Travail à réaliser
Pouvez-vous recopier à l'identique le passage de la proposition de loi compris entre « D’abord subi et » et « l’ensemble des actifs ([3]). », bornes incluses ?

Texte à examiner
CONSTITUTION DU 4 OCTOBRE 1958

SEIZIÈME LÉGISLATURE

Enregistré à la Présidence de l’Assemblée nationale le 15 décembre 2022.

PROPOSITION DE LOI

visant à créer un « chèquebureau » pour le développement
du télétravail en tiers-lieu,

(Renvoyée à la commission des affaires sociales, à défaut de constitution d’une commission spéciale
dans les délais prévus par les articles 30 et 31 du Règlement.),

présentée par Mesdames et Messieurs

Josiane CORNELOUP, Nicolas RAY, Thibault BAZIN, Marc LE FUR, Isabelle VALENTIN, Alexandre PORTIER, Virginie DUBYMULLER, Yannick NEUDER, Vincent DESCOEUR,

députés.

 


1

EXPOSÉ DES MOTIFS

Mesdames, Messieurs,

Depuis la crise sanitaire de la covid‑19, la flexibilité du travail est devenue un sujet majeur du quotidien.

Parmi les transformations sociétales qui se sont opérées pendant les confinements successifs, la plus grande est sans conteste le télétravail : 24 % des personnes en situation d’emploi, c’est‑à‑dire ni au chômage, ni en études, ni à la retraite et ayant continué à travailler pendant le confinement, étaient en télétravail ([1]). Cette proportion a augmenté de façon exponentielle durant le premier confinement pour être multipliée par 4.

Le télétravail s’est révélé être un mode de travail efficace et performant : sentiment de sécurité en période de crise sanitaire, gain de temps de trajet, meilleure qualité de vie… les salariés qui ont travaillé à distance aux côtés de leur conjoint(e) et de leurs enfants « se sont sentis plus efficaces et concentrés (77 %) que ceux qui ont télétravaillé seuls (59 %) » ([2]).

D’abord subi et imposé, le télétravail fait à présent partie de la vie professionnelle de la plupart des salariés, qui pour près des trois quarts des répondants (73 %) souhaitent poursuivre cette expérience à l’avenir, à raison principalement de deux jours par semaine (31 % des répondants) et de trois fois par semaine (23 %). Le travail à distance est aujourd’hui espéré par l’ensemble des actifs ([3]).

Images pour la localisation d'objets
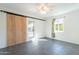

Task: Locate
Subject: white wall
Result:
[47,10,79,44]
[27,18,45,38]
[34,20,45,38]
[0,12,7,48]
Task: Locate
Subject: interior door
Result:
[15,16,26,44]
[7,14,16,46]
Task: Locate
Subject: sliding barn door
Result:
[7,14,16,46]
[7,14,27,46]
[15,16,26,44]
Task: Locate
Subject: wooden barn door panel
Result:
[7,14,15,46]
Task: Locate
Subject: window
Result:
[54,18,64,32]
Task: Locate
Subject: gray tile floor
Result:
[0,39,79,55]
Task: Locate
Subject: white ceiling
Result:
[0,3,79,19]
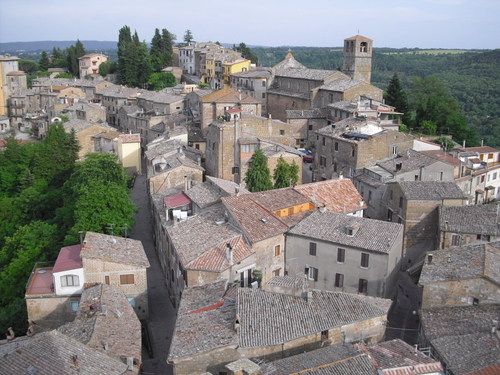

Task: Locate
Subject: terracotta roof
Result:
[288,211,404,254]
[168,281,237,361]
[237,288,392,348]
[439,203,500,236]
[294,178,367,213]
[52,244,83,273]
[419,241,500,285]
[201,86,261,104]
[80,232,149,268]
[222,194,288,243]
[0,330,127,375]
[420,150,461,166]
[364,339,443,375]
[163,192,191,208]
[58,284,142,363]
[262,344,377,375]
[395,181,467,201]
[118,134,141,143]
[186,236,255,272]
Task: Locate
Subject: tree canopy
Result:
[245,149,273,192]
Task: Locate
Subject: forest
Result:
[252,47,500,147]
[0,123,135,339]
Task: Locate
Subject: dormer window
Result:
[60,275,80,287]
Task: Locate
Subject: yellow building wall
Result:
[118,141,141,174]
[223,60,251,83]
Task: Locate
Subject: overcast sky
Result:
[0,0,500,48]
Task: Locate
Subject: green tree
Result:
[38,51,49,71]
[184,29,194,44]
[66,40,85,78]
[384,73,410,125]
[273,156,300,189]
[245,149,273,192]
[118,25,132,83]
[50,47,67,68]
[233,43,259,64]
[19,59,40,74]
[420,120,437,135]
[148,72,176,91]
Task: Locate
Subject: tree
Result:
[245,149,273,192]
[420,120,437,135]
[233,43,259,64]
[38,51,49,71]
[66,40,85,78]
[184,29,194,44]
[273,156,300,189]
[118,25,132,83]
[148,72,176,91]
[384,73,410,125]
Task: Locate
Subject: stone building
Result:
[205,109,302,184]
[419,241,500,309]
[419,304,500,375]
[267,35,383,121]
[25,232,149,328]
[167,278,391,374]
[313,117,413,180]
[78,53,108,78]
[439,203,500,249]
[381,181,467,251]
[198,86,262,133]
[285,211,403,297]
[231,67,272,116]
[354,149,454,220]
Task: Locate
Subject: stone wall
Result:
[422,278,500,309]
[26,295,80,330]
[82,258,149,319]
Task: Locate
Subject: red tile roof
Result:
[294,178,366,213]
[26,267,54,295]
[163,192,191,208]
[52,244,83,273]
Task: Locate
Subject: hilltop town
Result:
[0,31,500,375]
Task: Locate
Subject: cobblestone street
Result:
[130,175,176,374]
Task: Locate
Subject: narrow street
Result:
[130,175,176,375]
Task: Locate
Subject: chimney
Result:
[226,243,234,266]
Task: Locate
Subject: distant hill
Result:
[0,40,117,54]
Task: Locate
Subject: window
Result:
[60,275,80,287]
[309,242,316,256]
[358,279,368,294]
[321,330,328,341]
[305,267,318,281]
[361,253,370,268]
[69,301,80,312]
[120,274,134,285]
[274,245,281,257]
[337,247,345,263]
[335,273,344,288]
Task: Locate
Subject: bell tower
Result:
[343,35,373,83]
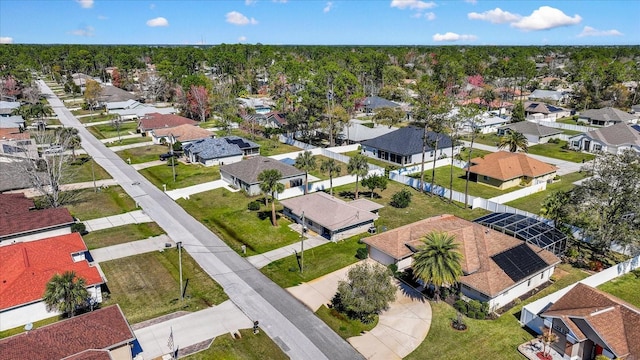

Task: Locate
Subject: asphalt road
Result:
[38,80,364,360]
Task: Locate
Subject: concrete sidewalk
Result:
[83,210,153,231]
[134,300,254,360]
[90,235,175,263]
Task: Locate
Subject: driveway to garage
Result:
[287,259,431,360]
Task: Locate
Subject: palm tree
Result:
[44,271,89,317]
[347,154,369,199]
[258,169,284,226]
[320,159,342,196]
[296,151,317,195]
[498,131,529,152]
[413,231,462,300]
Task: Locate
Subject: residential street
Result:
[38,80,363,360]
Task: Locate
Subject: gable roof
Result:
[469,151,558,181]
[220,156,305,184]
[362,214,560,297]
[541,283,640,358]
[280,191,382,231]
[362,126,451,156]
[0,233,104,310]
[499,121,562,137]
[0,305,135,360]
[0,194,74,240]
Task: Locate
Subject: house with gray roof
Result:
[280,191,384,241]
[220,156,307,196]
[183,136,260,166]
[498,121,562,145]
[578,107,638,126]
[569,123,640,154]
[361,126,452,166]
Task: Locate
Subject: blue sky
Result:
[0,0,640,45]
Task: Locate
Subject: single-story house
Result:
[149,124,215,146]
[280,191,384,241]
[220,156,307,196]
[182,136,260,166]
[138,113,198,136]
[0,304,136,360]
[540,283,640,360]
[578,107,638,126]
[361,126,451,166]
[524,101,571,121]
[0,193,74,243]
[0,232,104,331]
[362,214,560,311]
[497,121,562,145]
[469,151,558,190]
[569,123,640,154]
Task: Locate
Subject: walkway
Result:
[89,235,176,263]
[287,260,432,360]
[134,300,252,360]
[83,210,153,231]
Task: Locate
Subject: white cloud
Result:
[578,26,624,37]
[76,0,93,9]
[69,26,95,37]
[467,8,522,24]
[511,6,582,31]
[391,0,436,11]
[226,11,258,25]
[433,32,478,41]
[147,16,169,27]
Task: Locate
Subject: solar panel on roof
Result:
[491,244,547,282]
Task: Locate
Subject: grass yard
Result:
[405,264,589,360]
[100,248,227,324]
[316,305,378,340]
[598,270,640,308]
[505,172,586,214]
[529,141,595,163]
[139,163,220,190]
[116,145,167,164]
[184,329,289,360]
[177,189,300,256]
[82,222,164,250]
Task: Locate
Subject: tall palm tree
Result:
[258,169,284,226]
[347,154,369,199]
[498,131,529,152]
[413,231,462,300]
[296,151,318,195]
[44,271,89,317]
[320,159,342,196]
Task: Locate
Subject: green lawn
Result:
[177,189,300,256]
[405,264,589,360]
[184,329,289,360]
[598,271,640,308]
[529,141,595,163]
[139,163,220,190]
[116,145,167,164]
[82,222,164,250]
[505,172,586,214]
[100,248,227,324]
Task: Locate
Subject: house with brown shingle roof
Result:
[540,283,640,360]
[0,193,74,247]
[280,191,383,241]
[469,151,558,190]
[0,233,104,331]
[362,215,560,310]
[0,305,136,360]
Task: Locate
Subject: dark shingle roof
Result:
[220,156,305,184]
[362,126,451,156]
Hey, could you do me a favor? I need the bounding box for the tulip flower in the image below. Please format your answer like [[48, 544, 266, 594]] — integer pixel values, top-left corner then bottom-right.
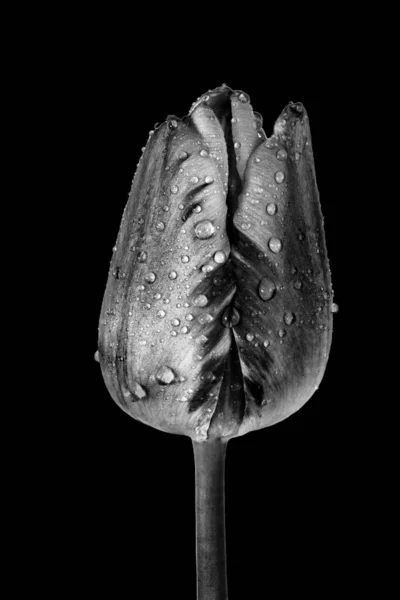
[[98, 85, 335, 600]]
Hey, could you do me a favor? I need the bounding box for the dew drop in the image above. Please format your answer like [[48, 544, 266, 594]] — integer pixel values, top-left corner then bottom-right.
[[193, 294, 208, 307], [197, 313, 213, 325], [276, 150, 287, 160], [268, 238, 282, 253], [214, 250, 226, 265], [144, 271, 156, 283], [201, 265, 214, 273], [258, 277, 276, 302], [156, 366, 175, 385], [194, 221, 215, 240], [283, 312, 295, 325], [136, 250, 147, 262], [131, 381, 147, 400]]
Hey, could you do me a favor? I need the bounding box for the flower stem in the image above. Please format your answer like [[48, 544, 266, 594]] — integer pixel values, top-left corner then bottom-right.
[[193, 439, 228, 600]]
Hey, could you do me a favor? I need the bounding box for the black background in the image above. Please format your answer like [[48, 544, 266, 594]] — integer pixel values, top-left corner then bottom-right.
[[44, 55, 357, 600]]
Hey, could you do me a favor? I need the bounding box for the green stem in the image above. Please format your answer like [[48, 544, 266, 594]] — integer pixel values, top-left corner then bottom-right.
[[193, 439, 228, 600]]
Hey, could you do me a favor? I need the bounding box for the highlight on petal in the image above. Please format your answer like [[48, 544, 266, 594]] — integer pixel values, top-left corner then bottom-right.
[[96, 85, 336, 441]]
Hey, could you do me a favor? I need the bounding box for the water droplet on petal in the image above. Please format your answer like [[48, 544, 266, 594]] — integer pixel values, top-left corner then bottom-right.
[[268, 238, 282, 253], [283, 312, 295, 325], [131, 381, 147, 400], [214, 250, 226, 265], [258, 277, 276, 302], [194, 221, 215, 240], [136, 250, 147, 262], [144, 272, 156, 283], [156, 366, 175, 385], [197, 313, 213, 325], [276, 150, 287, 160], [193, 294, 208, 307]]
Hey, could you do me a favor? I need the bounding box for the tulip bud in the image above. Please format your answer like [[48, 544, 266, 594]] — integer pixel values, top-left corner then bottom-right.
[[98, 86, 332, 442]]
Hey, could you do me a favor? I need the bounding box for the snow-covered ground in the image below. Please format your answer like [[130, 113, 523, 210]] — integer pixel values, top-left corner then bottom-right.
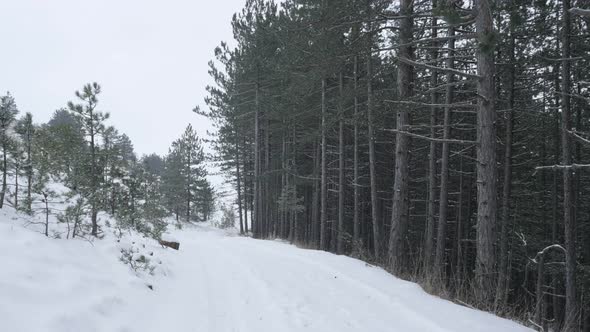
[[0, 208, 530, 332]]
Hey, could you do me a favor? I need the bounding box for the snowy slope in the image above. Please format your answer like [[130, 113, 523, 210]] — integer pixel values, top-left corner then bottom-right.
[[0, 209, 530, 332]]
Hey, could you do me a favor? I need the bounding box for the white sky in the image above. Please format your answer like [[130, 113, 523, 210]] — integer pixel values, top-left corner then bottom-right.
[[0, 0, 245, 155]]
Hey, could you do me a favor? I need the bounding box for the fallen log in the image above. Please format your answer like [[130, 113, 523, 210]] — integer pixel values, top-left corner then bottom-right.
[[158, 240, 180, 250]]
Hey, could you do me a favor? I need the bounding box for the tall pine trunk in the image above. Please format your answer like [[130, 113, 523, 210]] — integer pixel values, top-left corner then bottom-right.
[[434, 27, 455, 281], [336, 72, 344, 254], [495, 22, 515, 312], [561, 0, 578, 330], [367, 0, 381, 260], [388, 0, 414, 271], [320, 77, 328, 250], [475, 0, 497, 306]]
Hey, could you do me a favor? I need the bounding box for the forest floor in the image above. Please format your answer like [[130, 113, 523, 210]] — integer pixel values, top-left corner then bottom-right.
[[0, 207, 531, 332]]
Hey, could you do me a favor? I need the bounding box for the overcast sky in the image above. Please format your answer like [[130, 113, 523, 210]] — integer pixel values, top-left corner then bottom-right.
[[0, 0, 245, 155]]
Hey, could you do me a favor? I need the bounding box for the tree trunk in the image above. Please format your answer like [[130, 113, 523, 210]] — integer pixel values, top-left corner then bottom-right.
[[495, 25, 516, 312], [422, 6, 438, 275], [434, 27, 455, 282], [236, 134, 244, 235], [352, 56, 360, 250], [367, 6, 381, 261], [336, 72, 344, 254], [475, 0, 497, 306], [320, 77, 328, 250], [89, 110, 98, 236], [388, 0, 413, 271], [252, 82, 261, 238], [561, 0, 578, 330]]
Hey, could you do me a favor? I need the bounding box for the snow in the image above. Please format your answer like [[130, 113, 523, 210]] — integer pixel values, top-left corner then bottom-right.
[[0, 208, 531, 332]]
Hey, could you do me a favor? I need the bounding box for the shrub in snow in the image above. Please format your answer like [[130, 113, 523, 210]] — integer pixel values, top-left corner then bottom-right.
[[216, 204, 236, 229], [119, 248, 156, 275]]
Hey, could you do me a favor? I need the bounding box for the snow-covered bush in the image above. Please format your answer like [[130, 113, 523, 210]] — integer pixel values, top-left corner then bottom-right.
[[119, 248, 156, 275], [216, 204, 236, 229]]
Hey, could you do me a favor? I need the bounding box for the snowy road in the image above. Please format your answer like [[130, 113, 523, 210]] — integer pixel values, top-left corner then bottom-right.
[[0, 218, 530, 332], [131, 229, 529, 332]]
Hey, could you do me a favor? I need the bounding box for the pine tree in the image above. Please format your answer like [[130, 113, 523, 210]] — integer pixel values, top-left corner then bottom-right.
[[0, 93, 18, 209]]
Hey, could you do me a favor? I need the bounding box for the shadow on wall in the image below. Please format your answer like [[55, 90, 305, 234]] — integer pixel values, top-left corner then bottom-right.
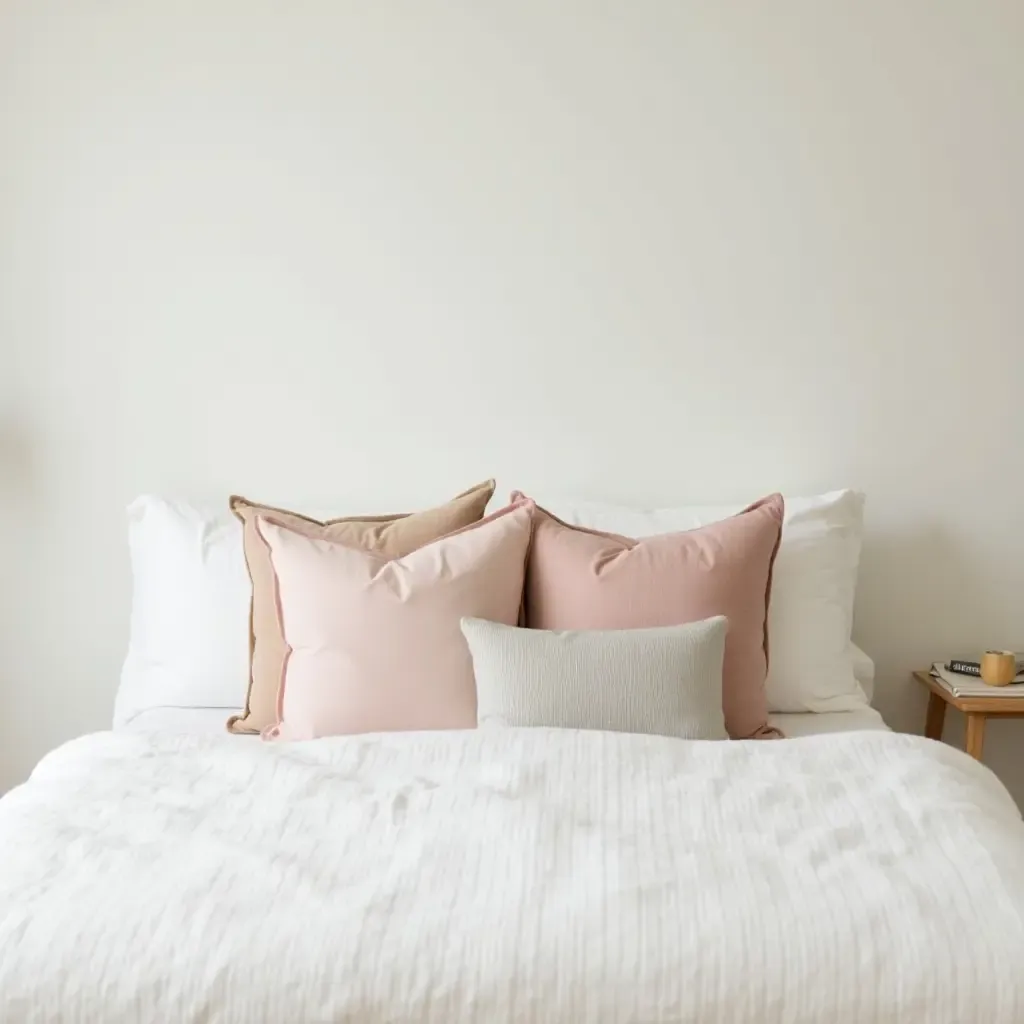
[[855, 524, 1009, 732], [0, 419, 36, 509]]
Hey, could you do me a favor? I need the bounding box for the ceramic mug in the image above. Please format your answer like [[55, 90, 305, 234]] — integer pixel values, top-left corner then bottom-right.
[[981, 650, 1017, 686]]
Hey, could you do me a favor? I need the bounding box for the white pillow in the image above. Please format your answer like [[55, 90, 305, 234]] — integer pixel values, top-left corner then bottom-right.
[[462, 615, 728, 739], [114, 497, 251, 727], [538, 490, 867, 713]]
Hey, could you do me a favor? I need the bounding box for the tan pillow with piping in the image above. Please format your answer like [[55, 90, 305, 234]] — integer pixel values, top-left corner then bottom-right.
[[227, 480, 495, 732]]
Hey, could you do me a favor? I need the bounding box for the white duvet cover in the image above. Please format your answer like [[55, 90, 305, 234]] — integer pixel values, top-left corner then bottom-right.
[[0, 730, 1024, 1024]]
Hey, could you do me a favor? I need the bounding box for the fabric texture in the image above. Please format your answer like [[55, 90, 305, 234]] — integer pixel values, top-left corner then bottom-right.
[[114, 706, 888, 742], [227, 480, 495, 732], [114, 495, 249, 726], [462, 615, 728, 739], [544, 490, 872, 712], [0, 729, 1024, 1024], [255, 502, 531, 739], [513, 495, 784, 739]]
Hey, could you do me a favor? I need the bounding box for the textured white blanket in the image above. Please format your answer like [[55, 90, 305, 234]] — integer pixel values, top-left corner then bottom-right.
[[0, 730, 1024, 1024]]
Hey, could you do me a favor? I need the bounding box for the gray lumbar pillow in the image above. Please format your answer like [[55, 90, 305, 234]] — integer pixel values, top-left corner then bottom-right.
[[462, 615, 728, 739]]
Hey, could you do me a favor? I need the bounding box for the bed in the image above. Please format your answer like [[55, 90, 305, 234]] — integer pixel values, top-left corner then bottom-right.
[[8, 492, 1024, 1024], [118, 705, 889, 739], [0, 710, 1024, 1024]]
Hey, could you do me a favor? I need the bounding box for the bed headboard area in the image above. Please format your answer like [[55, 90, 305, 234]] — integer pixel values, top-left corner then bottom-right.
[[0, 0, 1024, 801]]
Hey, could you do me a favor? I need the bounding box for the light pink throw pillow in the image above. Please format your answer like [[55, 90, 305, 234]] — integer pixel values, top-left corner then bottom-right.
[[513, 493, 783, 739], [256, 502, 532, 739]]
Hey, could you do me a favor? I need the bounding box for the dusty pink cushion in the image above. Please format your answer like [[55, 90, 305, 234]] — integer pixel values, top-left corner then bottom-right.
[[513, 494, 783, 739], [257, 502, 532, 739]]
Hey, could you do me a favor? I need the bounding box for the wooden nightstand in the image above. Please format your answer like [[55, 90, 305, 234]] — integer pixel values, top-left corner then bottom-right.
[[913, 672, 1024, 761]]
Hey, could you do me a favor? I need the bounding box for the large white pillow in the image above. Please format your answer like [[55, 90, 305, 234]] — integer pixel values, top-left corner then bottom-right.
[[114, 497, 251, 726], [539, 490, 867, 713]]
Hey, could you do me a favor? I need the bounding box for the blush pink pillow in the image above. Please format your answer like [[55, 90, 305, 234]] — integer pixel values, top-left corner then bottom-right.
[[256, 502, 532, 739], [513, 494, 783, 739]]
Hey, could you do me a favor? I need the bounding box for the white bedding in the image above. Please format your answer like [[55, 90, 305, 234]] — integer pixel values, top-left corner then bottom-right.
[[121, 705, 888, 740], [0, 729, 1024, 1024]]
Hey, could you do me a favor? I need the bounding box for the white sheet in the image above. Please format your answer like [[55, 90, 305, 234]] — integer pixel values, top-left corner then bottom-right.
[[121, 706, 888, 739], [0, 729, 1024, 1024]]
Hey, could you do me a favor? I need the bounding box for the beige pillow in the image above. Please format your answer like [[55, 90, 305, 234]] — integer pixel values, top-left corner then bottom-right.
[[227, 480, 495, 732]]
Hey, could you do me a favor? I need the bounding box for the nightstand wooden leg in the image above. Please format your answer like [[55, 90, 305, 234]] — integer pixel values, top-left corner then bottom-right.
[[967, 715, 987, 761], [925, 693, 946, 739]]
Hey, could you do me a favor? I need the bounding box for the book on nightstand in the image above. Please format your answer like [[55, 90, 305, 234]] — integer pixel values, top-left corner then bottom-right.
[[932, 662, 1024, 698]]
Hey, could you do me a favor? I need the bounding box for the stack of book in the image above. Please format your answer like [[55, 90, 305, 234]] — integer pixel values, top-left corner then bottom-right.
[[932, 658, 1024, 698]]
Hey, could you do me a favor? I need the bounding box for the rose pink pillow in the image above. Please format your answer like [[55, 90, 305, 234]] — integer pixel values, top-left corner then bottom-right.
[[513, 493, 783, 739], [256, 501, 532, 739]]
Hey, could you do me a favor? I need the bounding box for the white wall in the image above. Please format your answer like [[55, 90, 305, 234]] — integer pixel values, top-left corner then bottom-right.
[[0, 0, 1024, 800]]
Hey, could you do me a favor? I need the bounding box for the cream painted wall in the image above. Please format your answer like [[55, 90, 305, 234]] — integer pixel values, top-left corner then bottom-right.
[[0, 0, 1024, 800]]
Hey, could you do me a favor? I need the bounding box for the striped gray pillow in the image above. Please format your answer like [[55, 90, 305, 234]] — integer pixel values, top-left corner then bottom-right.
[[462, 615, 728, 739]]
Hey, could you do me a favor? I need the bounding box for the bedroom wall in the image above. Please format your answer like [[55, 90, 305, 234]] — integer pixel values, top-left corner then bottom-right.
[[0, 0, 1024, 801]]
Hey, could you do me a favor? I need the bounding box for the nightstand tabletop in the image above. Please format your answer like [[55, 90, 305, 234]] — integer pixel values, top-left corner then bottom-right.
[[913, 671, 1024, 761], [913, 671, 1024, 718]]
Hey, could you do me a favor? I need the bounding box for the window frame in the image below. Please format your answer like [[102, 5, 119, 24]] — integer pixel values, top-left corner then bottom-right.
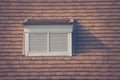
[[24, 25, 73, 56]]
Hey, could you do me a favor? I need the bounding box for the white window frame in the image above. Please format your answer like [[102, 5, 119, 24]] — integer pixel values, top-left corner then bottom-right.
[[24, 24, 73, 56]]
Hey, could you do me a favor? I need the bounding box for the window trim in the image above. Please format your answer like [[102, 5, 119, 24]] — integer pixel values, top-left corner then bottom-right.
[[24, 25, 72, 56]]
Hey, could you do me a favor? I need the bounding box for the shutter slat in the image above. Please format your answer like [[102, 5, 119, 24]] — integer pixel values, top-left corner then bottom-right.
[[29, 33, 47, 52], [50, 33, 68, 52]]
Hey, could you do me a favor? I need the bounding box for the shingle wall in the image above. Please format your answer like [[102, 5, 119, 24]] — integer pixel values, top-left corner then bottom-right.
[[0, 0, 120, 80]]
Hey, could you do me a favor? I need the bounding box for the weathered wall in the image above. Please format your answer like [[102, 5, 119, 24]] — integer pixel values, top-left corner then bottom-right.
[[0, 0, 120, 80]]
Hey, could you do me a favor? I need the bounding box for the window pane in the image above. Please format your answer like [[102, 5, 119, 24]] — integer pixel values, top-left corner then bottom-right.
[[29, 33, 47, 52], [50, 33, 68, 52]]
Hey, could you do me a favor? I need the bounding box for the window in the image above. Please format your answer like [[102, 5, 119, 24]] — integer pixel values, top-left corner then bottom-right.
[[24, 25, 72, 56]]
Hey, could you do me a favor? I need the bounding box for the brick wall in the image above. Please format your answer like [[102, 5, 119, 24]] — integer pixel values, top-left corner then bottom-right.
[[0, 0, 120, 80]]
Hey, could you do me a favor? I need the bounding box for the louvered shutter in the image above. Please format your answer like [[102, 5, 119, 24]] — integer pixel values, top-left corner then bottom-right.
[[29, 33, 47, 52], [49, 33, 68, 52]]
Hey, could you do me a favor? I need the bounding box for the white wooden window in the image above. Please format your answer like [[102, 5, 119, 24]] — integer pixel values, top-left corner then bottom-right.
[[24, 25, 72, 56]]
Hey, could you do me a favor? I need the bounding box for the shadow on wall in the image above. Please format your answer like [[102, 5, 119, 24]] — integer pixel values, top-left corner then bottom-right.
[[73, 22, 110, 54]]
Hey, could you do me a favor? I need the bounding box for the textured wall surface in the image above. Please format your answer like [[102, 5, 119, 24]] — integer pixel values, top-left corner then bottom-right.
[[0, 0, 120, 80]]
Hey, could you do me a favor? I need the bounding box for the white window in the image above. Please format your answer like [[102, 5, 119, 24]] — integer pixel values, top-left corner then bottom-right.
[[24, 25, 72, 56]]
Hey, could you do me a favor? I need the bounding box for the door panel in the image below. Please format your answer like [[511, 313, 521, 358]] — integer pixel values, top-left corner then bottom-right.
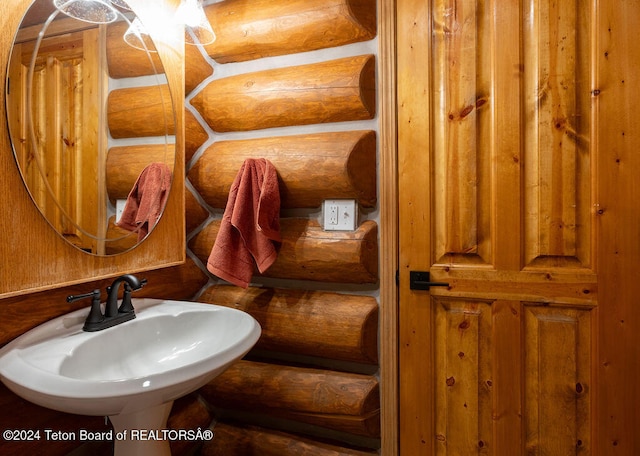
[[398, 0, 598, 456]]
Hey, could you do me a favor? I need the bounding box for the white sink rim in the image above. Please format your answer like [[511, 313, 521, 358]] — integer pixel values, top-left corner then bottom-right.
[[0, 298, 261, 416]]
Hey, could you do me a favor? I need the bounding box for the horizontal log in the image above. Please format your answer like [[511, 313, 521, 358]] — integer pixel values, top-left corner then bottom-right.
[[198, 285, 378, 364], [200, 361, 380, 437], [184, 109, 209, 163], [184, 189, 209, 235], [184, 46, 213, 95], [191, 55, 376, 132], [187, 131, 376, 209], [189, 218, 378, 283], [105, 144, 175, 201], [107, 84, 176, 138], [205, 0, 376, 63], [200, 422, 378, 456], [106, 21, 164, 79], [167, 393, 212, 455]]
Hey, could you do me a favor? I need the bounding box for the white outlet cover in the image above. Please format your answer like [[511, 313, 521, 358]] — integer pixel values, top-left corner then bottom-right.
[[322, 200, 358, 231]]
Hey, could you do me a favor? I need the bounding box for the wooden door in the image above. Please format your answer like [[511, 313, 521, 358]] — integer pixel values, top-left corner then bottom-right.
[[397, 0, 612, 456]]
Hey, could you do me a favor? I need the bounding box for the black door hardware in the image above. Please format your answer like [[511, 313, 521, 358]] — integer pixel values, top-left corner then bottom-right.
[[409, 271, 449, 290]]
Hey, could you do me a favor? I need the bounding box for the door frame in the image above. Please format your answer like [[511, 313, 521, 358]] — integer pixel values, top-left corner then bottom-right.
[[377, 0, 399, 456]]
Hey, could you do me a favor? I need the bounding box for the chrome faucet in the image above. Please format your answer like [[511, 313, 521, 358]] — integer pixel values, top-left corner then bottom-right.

Votre réponse
D’abord subi et imposé, le télétravail fait à présent partie de la vie professionnelle de la plupart des salariés, qui pour près des trois quarts des répondants (73 %) souhaitent poursuivre cette expérience à l’avenir, à raison principalement de deux jours par semaine (31 % des répondants) et de trois fois par semaine (23 %). Le travail à distance est aujourd’hui espéré par l’ensemble des actifs ([3]).